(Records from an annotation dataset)
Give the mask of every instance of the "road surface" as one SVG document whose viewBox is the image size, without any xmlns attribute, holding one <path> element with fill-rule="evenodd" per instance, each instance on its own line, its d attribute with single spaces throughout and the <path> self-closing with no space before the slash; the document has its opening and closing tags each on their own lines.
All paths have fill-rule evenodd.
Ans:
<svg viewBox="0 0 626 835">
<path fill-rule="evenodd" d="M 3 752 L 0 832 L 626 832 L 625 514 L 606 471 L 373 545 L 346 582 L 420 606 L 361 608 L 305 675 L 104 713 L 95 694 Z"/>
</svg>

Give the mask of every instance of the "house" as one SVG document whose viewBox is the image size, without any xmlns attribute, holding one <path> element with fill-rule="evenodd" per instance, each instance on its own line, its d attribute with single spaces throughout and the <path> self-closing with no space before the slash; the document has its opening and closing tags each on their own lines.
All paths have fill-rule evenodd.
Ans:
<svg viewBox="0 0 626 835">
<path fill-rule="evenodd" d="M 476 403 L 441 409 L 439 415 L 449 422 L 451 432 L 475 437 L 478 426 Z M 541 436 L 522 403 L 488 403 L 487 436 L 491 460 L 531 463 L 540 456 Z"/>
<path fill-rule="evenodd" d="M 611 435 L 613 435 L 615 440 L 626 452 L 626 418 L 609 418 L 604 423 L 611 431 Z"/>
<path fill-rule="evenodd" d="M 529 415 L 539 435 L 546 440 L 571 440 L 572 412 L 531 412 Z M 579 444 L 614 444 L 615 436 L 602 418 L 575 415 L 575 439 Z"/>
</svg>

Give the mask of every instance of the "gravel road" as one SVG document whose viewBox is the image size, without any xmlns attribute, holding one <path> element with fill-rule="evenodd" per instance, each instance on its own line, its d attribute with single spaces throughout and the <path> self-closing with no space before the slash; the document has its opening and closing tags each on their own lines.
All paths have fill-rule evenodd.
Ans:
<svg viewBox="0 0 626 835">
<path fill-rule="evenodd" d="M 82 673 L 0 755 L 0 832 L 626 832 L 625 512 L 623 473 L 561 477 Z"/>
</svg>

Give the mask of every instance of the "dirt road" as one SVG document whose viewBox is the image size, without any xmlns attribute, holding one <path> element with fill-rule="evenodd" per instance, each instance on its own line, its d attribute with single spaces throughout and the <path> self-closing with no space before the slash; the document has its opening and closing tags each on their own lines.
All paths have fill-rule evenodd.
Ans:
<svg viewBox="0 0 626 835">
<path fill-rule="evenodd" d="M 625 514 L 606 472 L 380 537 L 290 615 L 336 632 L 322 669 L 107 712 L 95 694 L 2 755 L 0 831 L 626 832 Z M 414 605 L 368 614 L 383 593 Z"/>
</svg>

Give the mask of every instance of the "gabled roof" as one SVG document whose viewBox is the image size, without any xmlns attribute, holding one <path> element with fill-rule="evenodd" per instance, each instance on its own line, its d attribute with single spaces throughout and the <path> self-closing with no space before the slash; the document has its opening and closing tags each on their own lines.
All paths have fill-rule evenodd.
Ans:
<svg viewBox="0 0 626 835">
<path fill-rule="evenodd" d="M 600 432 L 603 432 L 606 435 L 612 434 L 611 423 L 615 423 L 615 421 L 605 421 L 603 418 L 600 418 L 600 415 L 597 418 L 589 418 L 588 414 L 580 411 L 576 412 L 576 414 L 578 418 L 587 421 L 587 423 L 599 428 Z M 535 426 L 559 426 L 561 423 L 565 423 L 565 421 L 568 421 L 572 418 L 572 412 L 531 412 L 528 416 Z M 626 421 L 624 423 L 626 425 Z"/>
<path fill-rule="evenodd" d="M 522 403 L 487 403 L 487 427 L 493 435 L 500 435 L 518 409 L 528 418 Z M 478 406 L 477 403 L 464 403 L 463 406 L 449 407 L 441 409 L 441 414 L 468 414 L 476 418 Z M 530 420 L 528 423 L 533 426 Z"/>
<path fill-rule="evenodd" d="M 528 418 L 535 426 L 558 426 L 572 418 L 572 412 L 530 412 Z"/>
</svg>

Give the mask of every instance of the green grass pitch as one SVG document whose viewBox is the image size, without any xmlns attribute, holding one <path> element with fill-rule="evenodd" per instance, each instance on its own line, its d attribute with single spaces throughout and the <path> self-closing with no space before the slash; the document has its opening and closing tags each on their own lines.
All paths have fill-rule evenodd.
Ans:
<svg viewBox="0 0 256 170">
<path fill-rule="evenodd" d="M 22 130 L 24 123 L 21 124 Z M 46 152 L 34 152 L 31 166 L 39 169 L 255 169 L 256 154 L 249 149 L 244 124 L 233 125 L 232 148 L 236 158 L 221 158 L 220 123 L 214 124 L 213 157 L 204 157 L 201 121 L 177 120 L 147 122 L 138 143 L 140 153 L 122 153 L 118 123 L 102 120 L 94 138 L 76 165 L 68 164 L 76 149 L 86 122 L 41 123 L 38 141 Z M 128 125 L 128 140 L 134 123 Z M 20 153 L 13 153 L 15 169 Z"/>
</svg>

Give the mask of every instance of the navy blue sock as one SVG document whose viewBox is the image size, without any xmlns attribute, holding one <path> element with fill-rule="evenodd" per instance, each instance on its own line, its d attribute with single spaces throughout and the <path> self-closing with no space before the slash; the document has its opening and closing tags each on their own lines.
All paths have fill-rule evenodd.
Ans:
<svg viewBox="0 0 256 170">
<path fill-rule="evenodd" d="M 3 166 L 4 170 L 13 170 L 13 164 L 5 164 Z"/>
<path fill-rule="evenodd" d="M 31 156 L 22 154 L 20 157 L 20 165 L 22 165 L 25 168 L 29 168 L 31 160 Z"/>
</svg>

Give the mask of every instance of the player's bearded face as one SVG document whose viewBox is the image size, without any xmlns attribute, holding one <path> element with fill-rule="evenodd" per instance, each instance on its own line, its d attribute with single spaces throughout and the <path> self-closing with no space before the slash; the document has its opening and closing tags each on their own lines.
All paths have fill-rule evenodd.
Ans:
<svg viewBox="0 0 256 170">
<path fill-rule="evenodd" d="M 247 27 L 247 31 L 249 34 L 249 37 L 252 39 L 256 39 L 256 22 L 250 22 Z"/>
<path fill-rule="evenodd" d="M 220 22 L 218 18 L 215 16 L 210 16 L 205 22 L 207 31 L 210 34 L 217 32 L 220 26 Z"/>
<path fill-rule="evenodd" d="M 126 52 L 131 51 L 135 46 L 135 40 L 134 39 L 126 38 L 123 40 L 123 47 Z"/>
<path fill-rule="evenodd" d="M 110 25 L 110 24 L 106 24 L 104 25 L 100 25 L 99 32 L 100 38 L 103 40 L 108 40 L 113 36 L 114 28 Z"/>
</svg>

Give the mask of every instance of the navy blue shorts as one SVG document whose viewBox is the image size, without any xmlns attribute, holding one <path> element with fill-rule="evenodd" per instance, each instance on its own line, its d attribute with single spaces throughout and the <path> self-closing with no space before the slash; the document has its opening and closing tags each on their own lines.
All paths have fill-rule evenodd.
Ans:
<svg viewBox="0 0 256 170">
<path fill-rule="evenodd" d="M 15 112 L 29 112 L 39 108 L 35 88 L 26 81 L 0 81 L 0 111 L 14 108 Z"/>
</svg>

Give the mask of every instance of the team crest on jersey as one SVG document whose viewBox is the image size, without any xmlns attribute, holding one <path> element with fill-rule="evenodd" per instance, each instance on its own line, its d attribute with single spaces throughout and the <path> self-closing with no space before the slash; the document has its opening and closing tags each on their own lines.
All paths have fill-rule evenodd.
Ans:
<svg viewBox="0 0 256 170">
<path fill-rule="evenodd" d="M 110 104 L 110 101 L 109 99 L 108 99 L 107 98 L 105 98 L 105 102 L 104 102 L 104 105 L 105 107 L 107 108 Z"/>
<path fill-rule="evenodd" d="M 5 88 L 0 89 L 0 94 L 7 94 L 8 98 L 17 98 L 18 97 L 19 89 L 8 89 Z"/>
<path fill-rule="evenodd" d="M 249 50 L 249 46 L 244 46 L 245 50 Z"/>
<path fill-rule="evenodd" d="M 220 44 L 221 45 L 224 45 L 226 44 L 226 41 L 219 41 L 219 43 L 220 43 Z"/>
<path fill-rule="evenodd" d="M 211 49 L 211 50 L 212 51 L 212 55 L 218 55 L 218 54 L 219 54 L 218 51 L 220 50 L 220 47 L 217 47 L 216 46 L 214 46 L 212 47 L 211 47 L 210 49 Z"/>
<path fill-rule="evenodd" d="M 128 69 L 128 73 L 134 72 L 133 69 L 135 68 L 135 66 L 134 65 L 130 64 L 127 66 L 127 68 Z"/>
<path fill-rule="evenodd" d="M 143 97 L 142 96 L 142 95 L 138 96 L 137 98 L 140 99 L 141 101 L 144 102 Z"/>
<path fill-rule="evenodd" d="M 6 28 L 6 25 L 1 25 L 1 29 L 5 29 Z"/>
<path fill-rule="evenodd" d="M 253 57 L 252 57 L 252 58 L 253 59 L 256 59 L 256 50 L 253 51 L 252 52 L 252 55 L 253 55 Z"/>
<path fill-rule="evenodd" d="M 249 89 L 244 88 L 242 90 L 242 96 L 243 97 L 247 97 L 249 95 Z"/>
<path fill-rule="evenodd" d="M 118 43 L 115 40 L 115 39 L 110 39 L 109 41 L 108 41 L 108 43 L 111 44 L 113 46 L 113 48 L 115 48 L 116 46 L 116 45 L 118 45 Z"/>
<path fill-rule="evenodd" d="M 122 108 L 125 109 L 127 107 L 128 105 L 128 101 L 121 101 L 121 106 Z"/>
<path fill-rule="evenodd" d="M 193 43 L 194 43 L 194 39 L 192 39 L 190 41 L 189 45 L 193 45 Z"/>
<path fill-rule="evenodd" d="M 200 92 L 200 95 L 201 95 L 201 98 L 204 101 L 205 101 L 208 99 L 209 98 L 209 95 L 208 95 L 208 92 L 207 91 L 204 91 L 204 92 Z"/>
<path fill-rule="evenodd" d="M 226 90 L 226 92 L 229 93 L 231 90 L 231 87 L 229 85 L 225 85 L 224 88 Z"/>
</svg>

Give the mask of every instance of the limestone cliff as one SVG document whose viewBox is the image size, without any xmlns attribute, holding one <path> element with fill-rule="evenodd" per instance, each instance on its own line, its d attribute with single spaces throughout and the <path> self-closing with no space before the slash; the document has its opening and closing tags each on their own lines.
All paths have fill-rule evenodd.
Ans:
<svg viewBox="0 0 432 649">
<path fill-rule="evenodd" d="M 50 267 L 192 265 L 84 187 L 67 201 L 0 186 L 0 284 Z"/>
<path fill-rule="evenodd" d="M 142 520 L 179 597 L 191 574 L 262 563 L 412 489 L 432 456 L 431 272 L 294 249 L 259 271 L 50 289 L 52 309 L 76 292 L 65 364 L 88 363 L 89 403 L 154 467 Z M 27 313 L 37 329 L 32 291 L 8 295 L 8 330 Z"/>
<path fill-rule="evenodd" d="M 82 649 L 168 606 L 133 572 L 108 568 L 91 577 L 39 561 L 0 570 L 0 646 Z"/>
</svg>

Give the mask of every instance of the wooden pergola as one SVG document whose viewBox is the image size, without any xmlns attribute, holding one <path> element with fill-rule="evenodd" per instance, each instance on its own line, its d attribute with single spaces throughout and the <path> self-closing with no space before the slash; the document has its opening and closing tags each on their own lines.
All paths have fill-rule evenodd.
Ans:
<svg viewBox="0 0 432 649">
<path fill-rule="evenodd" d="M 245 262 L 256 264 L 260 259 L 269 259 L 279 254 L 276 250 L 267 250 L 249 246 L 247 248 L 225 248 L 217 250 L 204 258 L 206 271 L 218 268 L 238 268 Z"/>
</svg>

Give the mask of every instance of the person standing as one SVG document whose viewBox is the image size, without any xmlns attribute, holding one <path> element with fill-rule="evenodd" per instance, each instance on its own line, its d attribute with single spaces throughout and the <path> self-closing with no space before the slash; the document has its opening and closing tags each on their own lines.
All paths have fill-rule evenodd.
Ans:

**Exercise prompt**.
Reproduce verbatim the part of the material above that opens with the line containing "Give the mask of every instance of the team" and closes with the line containing "253 57 L 252", including both of those lines.

**Completed task**.
Give the mask of every instance of the team crest on jersey as one SVG document whose viewBox is the image size, without any xmlns attribute, holding one <path> element with fill-rule="evenodd" per instance, each instance on its own line, its d attribute with single spaces throughout and the <path> self-closing with no space before the slash; the document has its opening and closing tags each on their own lines.
All paths have fill-rule evenodd.
Ans:
<svg viewBox="0 0 256 170">
<path fill-rule="evenodd" d="M 110 104 L 110 101 L 109 99 L 108 99 L 107 98 L 105 98 L 105 102 L 104 102 L 104 105 L 105 107 L 107 108 Z"/>
<path fill-rule="evenodd" d="M 5 88 L 0 89 L 0 94 L 7 94 L 8 98 L 17 98 L 18 97 L 19 89 L 8 89 Z"/>
<path fill-rule="evenodd" d="M 249 50 L 249 46 L 244 46 L 245 50 Z"/>
<path fill-rule="evenodd" d="M 220 44 L 221 45 L 224 45 L 226 44 L 226 41 L 219 41 L 219 43 L 220 43 Z"/>
<path fill-rule="evenodd" d="M 211 49 L 211 50 L 212 51 L 212 55 L 218 55 L 218 54 L 219 54 L 218 51 L 220 50 L 220 47 L 217 47 L 216 46 L 214 46 L 212 47 L 211 47 L 210 49 Z"/>
<path fill-rule="evenodd" d="M 128 69 L 128 73 L 134 72 L 133 69 L 135 68 L 135 66 L 134 65 L 130 64 L 127 66 L 127 68 Z"/>
<path fill-rule="evenodd" d="M 143 97 L 142 96 L 142 95 L 138 96 L 137 98 L 140 99 L 141 101 L 144 102 Z"/>
<path fill-rule="evenodd" d="M 6 28 L 6 25 L 1 25 L 1 29 L 5 29 Z"/>
<path fill-rule="evenodd" d="M 253 57 L 252 57 L 252 58 L 253 59 L 256 59 L 256 50 L 253 51 L 252 52 L 252 55 L 253 55 Z"/>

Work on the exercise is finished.